=== EXERCISE DIRECTIONS ===
Answer these questions about the feature transformations text:
1. Which tool does the text use to apply different transformations to different feature types?
2. Which strategy does the SimpleImputer in numeric_transformer use?
3. Which fill_value is given to the SimpleImputer in categorical_transformer?

=== GIVEN TEXT ===
We are not doing it here but we can engineer our own features too.
Would price per square foot be a good feature to add in here?

Applying feature transformations¶

Since we have mixed feature types, let’s use ColumnTransformer to apply different transformations on different features types.

from sklearn.compose import make_column_transformer

numeric_transformer = make_pipeline(SimpleImputer(strategy="median"), StandardScaler())
ordinal_transformer_reg = make_pipeline(
    SimpleImputer(strategy="most_frequent"),
    OrdinalEncoder(categories=ordering_ordinal_reg),
)

ordinal_transformer_oth = make_pipeline(
    SimpleImputer(strategy="most_frequent"),
    OrdinalEncoder(categories=ordering_ordinal_oth),
)

categorical_transformer = make_pipeline(
    SimpleImputer(strategy="constant", fill_value="missing"),
    OneHotEncoder(handle_unknown="ignore", sparse_output=False),
)

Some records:
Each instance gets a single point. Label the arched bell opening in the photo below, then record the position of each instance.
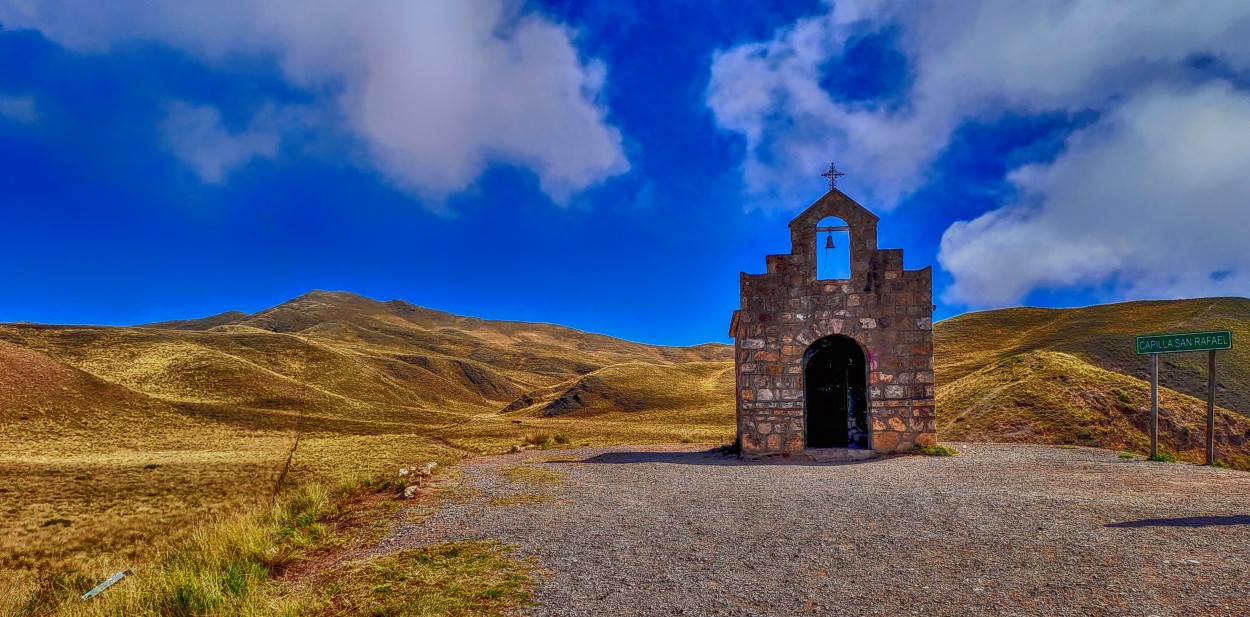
(835, 394)
(833, 249)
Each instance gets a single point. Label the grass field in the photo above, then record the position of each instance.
(120, 446)
(119, 442)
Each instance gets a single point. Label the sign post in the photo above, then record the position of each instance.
(1154, 345)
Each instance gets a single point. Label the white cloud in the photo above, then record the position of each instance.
(435, 90)
(196, 135)
(20, 109)
(1155, 199)
(1138, 202)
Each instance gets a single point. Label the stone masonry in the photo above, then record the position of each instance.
(885, 309)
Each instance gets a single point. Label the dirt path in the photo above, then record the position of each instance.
(998, 530)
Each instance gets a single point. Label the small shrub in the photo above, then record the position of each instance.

=== TASK OUTPUT ===
1. ColumnTransformer
2. median
3. "missing"